▸ **Tasks**:
a: List every name in the development notes that is written with a pair of parentheses directly after it.
b: Extract each line of the entries that contains the string "flag", treating uppercase and lowercase as different.

▸ **Text passage**:
· · · · · · ·
Last Updated: July 18, 2018


  • Try fully-associative pcache, to see how many conflict misses can be removed (got the idea from HPCA18 google search paper)
  • kmem_cache
  • TSC deadline mode (one-shot tick). What is the performance comparison with periodic mode?
  • batched TLB flush
  • __unhash_process(): in exit, release pid etc.
  • de_thread(): in exec, change pid etc.

  • posix timers: used by exit(), wait() and others. Functions like posix_cpu_timers_exit_group.

  • vDSO: if later we find applications are using gettimeofday, time, and getcpu a lot, and it truly hurt performance, then we should consider adding this in the processor side. (Check Processor Loader document for code that needs to be patched). (02/27/18)

  • VA randomization: our loader does not add any randomization. For security reasons, we probably want to add this.

  • VM Organization: multiple vm choice at M side, on a per-vma basis.

  • fork: dup free pool: duplicate the free VA pool at both P and M.

  • pcache: send each page’s type back. something like PcacheAnon, PcacheFile. So the pcache_evict/do_exit routine can be optimized.

  • mm alloc: don’t use the kmalloc to get a new mm_struct. This is a hot data structure, use get_free_page instead maybe. Like task_struct.
· · · · · · ·
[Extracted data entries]

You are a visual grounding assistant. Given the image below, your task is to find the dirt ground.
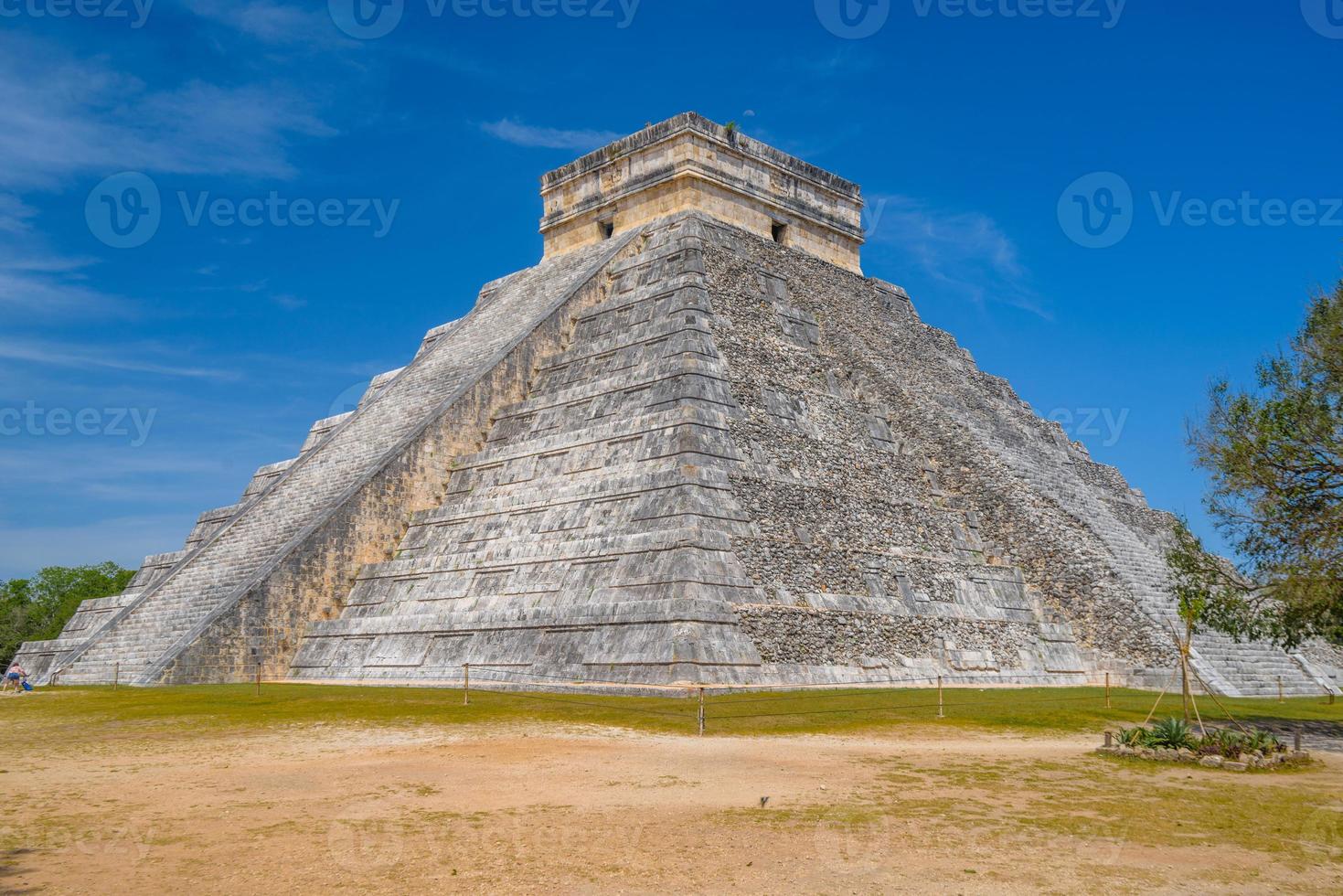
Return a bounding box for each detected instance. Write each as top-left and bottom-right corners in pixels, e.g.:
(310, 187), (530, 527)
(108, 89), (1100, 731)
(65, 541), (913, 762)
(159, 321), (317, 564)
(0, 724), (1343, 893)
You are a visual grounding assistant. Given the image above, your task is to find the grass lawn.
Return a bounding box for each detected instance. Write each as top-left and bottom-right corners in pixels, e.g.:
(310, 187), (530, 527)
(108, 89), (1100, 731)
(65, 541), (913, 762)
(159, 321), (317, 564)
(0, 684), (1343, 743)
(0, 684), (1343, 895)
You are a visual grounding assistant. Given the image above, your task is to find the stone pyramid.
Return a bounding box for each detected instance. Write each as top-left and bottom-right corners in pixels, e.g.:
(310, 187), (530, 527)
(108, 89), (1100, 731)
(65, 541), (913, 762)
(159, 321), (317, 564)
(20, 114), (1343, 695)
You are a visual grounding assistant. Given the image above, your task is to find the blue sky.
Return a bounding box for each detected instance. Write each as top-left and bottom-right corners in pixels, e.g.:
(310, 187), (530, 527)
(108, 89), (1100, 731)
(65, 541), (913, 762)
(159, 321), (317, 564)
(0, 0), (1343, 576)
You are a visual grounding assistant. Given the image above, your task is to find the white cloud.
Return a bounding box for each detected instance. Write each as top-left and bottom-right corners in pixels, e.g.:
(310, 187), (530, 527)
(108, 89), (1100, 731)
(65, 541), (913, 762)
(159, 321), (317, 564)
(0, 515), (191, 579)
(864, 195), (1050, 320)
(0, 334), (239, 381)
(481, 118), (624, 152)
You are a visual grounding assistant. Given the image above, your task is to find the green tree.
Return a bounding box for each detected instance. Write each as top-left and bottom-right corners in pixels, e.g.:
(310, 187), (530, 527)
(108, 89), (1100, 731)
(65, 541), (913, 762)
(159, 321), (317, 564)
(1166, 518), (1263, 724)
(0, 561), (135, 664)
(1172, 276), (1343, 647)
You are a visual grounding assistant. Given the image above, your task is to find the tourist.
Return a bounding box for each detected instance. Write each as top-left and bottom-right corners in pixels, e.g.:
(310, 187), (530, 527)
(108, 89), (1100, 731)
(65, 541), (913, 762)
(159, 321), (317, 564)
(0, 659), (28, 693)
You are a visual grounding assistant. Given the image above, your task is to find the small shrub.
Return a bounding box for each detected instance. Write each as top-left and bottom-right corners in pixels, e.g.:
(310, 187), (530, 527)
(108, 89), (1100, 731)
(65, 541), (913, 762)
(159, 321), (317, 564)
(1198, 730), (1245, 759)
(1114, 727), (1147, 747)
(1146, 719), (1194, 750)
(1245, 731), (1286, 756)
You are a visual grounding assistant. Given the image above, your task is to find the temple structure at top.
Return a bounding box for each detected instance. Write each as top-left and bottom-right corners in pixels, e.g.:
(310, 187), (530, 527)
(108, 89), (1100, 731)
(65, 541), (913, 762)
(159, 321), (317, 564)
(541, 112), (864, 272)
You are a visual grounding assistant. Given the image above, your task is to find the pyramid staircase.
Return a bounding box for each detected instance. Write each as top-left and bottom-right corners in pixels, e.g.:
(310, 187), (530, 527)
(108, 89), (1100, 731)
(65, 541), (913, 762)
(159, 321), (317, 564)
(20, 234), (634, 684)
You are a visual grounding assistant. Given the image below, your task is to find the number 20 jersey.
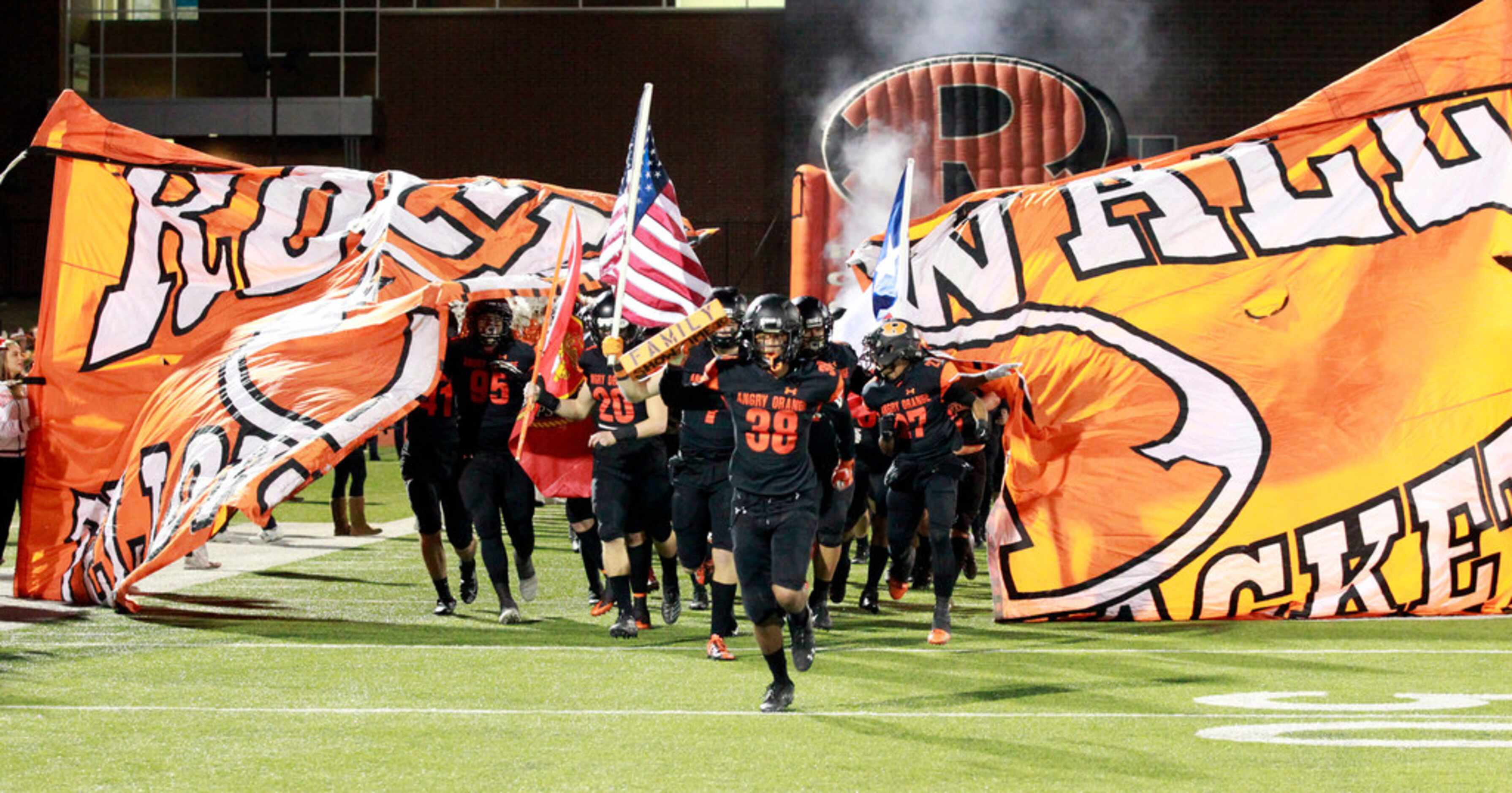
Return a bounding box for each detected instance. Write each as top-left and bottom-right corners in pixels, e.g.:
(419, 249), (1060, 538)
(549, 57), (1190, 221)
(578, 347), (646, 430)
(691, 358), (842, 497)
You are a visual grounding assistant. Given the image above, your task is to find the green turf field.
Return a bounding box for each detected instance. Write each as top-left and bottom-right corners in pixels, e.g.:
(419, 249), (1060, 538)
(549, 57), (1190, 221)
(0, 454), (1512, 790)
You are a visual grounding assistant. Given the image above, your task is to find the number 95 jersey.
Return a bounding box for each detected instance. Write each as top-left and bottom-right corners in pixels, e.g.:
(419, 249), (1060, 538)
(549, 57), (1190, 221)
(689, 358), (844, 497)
· · · · · · ·
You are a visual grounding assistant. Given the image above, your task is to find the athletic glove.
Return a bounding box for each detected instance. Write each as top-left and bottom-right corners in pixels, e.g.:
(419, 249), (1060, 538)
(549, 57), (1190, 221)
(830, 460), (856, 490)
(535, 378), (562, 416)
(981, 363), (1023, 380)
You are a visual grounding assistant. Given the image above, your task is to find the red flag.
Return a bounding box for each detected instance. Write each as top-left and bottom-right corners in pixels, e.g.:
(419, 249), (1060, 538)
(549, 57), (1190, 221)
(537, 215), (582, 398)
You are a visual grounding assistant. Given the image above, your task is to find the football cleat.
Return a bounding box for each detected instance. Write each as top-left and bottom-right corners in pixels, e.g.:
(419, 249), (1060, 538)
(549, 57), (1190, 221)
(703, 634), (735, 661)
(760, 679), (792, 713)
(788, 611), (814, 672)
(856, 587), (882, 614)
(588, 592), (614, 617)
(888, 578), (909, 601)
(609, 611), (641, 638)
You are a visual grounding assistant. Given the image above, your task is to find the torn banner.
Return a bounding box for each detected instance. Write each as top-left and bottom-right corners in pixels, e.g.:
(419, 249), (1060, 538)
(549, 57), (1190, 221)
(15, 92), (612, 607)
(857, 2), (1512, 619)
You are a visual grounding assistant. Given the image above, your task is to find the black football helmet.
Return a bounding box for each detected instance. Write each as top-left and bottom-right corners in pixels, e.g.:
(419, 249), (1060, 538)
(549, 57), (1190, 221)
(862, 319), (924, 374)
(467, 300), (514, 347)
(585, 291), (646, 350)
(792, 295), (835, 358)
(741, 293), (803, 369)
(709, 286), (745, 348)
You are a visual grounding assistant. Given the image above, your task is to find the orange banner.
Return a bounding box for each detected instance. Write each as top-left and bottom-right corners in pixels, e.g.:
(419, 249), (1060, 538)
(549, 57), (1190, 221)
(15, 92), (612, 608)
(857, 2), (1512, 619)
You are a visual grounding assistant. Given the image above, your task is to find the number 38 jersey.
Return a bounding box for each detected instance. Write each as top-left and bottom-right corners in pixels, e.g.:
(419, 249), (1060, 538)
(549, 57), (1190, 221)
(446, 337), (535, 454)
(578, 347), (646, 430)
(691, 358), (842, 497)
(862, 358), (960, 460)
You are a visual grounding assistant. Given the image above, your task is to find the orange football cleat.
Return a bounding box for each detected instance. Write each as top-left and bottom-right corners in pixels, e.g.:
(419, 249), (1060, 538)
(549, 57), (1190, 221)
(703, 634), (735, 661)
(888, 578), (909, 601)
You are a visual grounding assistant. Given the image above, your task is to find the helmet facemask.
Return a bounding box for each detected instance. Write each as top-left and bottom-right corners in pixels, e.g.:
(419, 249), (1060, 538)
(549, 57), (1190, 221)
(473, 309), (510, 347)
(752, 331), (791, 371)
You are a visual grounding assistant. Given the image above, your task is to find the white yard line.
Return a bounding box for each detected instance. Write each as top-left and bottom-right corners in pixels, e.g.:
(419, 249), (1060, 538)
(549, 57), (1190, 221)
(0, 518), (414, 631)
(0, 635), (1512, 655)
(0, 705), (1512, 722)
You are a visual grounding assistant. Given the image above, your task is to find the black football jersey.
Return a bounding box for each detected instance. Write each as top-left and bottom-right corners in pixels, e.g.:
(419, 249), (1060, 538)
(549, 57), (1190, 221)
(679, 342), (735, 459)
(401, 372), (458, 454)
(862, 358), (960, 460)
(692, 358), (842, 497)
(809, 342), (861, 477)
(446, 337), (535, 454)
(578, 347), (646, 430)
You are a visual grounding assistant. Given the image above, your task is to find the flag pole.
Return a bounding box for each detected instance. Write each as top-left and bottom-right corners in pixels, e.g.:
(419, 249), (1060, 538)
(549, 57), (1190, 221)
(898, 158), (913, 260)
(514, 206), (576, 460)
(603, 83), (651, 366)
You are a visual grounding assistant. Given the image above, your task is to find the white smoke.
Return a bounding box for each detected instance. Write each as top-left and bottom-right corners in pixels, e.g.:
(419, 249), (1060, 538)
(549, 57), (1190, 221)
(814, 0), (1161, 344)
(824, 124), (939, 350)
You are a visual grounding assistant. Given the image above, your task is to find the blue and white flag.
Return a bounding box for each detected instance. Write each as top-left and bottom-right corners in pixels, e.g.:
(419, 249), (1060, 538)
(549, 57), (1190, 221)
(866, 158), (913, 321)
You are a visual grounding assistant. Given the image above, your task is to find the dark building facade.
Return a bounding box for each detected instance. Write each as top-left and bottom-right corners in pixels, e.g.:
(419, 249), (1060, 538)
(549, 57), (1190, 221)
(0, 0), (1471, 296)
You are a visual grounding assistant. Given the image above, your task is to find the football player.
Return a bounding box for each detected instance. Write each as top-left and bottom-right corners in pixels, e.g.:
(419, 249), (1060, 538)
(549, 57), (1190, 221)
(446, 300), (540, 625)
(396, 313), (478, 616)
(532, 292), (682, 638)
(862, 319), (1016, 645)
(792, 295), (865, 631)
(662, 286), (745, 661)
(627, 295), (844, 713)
· · · · · · ·
▸ **Set of answers**:
a: __unhash_process(), de_thread(), exit(), wait()

b:
You are a visual grounding assistant. Given the image above, your task is to find the red flag.
You are a visual grounding assistant. Given the image above, your task is to find the flag pole.
You are a visual grounding assistant. Given the image above, your task is to find the blue and white flag.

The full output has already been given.